● **EXERCISE SET**:
(A) From the essay about the high school reunion, pull out the passage starting at "But something has" and ending at "do with context.".
(B) Write the next part of the essay about the high school reunion, picking up after its final sentence.

● **PAGE**:
Body Health, Humor

CAREFUL: HOT OBJECT

Over the last week, I’ve made the same (probably unfunny by this point, but if there’s one thing I admire about myself, it’s my ability to commit) joke. “I’m too hot not to go to that!” “It’s hard being the hottest person at work.” (It is, by the way). “I’m hot and funny.” (this was to a Hinge match who has since not messaged me back, so maybe not ideal).

This is a common caricature I cloak myself in, the overconfident and underwhelming deluded. I do it because I think it’s funny, but I also do it as a way of jumping the shark.

If I’m making a joke or having a laugh about being hot, then if you don’t think I’m hot – well, I already made fun of myself. And at the same time, it operates as a tacit desire for approval: if you didn’t think I was hot, then you would say something or make a face or vomit. It’s also socially unacceptable to actively believe and proclaim that you’re good-looking. You get painted as vain, self-centered or out of touch.

But something has been happening: for some reason, making the joke this past week, instead of betraying my lack of confidence or my paranoia, has actually, weirdly, made me feel hotter. It’s having the opposite effect it usually does. Usually, when I say something like that, it like twists inside me, making me feel slightly more insecure as I gauge the reaction on the other person’s face.

It has a lot to do with context.

In the past week, I’ve been thinking a lot about high school, and the person I was in high school. In high school, I was a skinny, gawky kid with bad skin and no eyebrows. I dressed like a Day-Glo clown hooker, and I thought I looked amazing.

I’ve got a five-year reunion coming up in a few weeks, and I really seesawed between wanting to go and wanting to skip it. But one of the primary motivators for me wanting to go is, simply, that I look way better now than I did then. My skin’s in a Good Place™ and I like what my hair’s been doing. I’ve been exercising in new and different ways, and I’ve finally managed to find a style that doesn’t make me look like Raggedy Andy’s loose cousin. I’ve been looking better, and suddenly calling myself “hot” doesn’t ring in my ears like a joke.

If vanity seems like a thin reason to see old high school classmates, then I’m really doing a bad job of explaining how good-looking I am now. It’s imperative I get myself to the people.

(A few records)
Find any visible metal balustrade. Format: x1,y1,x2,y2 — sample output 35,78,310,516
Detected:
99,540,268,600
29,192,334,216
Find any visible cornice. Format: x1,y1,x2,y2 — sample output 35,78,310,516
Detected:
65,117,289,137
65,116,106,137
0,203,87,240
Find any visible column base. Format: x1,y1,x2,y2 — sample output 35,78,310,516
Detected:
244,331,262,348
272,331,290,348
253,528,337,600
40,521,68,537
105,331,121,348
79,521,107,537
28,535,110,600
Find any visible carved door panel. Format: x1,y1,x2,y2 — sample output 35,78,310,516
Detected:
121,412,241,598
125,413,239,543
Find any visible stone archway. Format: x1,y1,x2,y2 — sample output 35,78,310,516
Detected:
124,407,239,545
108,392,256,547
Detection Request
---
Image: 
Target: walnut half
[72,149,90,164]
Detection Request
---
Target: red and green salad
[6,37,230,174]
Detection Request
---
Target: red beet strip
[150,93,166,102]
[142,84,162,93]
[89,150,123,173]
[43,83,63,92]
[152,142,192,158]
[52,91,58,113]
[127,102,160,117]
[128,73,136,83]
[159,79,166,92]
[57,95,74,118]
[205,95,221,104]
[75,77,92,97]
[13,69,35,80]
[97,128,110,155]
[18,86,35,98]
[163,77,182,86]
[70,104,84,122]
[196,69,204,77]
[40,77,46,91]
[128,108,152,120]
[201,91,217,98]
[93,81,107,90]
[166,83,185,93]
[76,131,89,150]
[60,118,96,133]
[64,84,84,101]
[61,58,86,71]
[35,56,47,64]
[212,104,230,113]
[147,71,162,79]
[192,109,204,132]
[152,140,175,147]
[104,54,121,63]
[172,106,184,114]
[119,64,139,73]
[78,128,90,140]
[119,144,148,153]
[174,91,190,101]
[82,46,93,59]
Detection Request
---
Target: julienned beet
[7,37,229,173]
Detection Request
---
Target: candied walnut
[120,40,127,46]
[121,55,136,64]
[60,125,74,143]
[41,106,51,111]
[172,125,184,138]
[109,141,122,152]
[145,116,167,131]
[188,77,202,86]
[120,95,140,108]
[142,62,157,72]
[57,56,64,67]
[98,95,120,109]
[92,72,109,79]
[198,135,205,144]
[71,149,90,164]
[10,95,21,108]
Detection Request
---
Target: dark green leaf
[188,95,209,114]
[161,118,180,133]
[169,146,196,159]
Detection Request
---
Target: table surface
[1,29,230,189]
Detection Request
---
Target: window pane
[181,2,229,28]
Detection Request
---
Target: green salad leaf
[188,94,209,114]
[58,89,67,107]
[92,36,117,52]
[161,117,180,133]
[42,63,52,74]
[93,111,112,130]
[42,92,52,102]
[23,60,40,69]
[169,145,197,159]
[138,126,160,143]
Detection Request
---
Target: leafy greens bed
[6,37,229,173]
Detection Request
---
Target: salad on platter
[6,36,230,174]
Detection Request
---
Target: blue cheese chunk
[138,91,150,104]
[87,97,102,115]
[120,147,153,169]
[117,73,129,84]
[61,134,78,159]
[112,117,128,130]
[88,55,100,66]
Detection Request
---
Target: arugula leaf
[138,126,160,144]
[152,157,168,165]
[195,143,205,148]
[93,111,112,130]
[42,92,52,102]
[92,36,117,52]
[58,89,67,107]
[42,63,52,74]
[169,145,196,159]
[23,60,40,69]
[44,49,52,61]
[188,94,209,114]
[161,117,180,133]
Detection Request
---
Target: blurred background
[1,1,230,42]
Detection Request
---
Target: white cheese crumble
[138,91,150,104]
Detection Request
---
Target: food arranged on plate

● **WRITTEN ANSWERS**:
(A)
But something has been happening: for some reason, making the joke this past week, instead of betraying my lack of confidence or my paranoia, has actually, weirdly, made me feel hotter. It’s having the opposite effect it usually does. Usually, when I say something like that, it like twists inside me, making me feel slightly more insecure as I gauge the reaction on the other person’s face.

It has a lot to do with context.

(B)
I’ve also found a good psychiatrist, and she’s forcing me to confront how my jokes are thin (thin, honey I’ll show you thin!) attempts at masking my own cracked insecurities. I’m also realizing how bad making those jokes about myself, like calling myself a Day-Glo clown hooker or Raggedy Andy in this post, could (and do) end up making me feel worse instead of better.

I’ve realized (something probably everyone else has realized) that me making jokes do nothing for protecting my vulnerabilities. And instead of jumping the shark, I’m flinging myself to the wolves.

Confidence is, honestly, the most attractive quality someone can have. Everyone I’ve been involved with has had this raw confident energy and that (mixed with the large inheritances) was a huge pull for me. My making these jokes might feel good in the short-term, but they seriously chip away at my confidence when I’m reinforcing to myself that I’m not good-looking.

I always make the joke that if I were confident, then I would be a true monster. But honey, this must be where the Wild Things are, because I wanna be a monster!

Of course, this post has sat on my dashboard for a week, so when I started this I felt amazing, and now I feel not-so-confident. But I’m gonna put it up anyway, despite the messiness of this writing and despite me feeling like I could crack a mirror.

I’m going to be better about accepting compliments, and making active attempts to dole out compliments of my own.

And let it be known, that one time a hot, drunk straight™ told me that it “wasn’t my looks that were keeping me single.” Hurtful, but maybe I’m too hot to care!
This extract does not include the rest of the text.